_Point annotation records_
>>>>>
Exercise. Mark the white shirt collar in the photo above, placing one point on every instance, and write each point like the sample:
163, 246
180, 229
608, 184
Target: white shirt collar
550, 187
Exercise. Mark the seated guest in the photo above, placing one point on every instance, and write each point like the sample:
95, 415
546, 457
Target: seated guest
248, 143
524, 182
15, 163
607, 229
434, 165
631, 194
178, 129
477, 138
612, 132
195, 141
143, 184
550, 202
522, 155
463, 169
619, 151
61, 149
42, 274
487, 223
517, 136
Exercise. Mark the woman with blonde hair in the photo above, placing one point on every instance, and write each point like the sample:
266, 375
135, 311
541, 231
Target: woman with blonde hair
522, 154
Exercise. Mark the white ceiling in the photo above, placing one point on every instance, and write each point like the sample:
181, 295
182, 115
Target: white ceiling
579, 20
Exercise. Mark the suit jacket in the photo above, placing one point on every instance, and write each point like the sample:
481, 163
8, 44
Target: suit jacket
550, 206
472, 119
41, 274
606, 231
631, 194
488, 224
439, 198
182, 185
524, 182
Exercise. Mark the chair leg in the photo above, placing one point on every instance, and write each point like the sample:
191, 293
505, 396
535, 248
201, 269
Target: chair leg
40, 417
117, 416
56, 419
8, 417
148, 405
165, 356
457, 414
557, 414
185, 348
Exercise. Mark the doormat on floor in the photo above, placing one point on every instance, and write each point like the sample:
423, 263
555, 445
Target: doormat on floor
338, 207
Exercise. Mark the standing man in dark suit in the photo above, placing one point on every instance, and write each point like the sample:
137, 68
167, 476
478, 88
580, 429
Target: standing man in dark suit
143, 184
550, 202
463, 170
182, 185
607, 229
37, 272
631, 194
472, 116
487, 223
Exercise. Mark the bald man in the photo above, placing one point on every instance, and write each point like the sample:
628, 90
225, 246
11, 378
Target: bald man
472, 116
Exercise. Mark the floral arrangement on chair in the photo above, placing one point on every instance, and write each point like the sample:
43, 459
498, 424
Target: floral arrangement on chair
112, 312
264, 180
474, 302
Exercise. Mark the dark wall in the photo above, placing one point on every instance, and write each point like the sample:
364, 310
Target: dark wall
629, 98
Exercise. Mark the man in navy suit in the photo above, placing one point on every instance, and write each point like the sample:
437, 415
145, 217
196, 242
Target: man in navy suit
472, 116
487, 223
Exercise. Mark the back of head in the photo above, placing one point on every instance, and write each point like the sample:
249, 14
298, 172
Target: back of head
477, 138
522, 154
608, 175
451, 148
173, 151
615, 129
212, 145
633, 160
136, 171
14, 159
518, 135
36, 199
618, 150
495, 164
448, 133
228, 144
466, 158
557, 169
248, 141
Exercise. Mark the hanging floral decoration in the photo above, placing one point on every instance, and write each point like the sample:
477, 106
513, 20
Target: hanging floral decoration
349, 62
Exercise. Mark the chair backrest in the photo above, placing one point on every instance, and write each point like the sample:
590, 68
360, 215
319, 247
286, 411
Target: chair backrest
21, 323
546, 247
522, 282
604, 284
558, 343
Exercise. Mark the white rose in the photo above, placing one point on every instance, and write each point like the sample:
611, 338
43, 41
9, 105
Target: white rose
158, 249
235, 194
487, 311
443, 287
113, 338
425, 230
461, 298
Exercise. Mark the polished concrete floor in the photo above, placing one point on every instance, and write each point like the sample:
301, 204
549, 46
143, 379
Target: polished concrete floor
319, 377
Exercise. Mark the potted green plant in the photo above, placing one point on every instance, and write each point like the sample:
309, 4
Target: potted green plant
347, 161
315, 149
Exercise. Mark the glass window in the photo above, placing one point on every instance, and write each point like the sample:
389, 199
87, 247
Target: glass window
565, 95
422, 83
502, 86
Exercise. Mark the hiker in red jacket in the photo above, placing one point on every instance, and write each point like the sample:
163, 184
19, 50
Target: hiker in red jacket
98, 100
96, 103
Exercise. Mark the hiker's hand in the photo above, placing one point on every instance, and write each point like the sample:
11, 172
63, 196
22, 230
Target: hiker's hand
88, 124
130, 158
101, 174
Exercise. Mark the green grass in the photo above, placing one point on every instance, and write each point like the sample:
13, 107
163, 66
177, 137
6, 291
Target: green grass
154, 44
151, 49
<<<<<
_What the task asks_
Repeat back the data above, exact to the last character.

_Solution for this problem_
Exercise. Mark the white shirt collar in the photo above, placing one point on every instance, and write each point like the sample:
163, 246
180, 229
608, 184
Target: white shirt collar
550, 187
Exercise. Mark the seated guest in the photo above, placing one point on every instance, and write each point like the sample:
95, 415
546, 457
Target: seated guest
248, 143
524, 182
15, 163
607, 229
434, 165
631, 194
178, 129
477, 138
612, 132
195, 141
143, 184
550, 202
522, 155
463, 169
619, 151
61, 149
42, 274
487, 223
517, 136
Exercise. Mark the woman with blonde hair in the photo above, placing one point on every instance, and write each point like the sample:
266, 375
135, 311
541, 231
Target: woman with blonde hair
522, 154
Exercise. Mark the white ceiling in the photo above, placing one point on every instance, and write each point like the sample:
181, 295
182, 115
Target: white ceiling
579, 20
Exercise. Mark the suit jacket in the photo above, placing one point on every instance, and write each point like the sample:
481, 163
8, 44
Target: suit jacket
550, 206
472, 119
41, 274
606, 231
631, 194
488, 224
439, 198
182, 185
524, 182
Exercise. Mark the chair leg in the photo above, placing one point on every instance, and write each point like the sample:
191, 293
505, 396
535, 248
201, 269
Target: chair leg
40, 417
117, 416
56, 419
8, 417
148, 405
165, 356
457, 414
557, 414
185, 348
Exercise. Mark the doormat on floor in the photo above, placing one point on every instance, and write each point like the sample:
423, 263
555, 445
Target: doormat on floor
338, 207
Exercise. Mark the standing man in dark suit in the photo above, placing one point on every instance, and write each point like the sample:
137, 68
167, 476
478, 88
580, 429
Target: standing man in dark suit
143, 184
550, 202
463, 170
182, 185
607, 229
37, 272
631, 194
472, 116
487, 223
Exercise. Mark the bald man in the photo above, placing one point on every instance, and write each point like the sample:
628, 90
225, 246
11, 378
Target: bald man
472, 116
Exercise. Mark the floral arrangement on chair in the photo above, placing one point on every instance, and write each point like the sample:
43, 459
498, 424
Target: floral arrangement on chair
112, 312
264, 180
474, 302
Exercise. Mark the dark wall in the photo above, placing one point on every instance, and write each point like the sample:
364, 310
Target: dark wall
629, 98
Exercise. Mark the man in navy suit in the photo above, placing one point on every instance, and write each point like the sample:
437, 415
145, 217
196, 242
Target: man in navy suit
472, 116
487, 223
Exercise. Mark the back of head in the photo above, placing one point on every instance, and write each point like the sample:
249, 14
298, 172
Target: back of head
477, 138
522, 154
608, 175
451, 148
173, 151
615, 129
212, 145
633, 160
136, 171
14, 159
518, 135
36, 199
618, 150
495, 164
448, 133
228, 144
466, 158
557, 169
248, 141
Exercise. Mark the hanging floral decoration in the photo above, placing one point on every instance, and write each point like the sample:
477, 106
513, 20
Target: hanging floral decoration
349, 62
Exercise. Mark the chair backrest in the photo above, placing one point on every instance, and write each point like the sample:
590, 68
360, 215
319, 247
286, 411
Target: chair backrest
21, 323
546, 247
522, 282
604, 284
558, 343
Exercise. Mark the white rose in the photo above, placing one point on every instance, and write each point like the sample:
611, 338
43, 41
9, 105
Target: white rose
158, 249
235, 194
487, 311
443, 287
113, 338
425, 230
461, 298
Exercise. Mark the polished concrete floor in the photo above, placing one point on every instance, and write each point like the sample:
301, 204
549, 46
143, 379
Target: polished concrete floor
319, 377
Exercise. Mark the potted green plant in the photo above, placing one point on every instance, and write each point like the sample:
309, 4
Target: potted green plant
347, 161
315, 149
Exercise. Mark the glass window in the photo above, placing one point on every instance, and write each point like the sample:
389, 199
87, 247
Target: glass window
565, 95
422, 83
502, 86
Exercise. Mark the hiker in red jacket in the photo above, placing one point on every instance, and write each point like the sample:
163, 184
19, 50
Target: hiker in red jacket
98, 100
96, 103
Exercise. Mark the hiker's hand in the photo above, placing one point on every instance, and write each point like the sample:
11, 172
63, 196
22, 230
Target: hiker's hand
88, 124
130, 158
101, 174
Exercise. Mark the green grass in the photo above, placing one point on every instance, and write each point like the sample:
13, 107
163, 66
177, 137
6, 291
Target: green grass
154, 44
151, 49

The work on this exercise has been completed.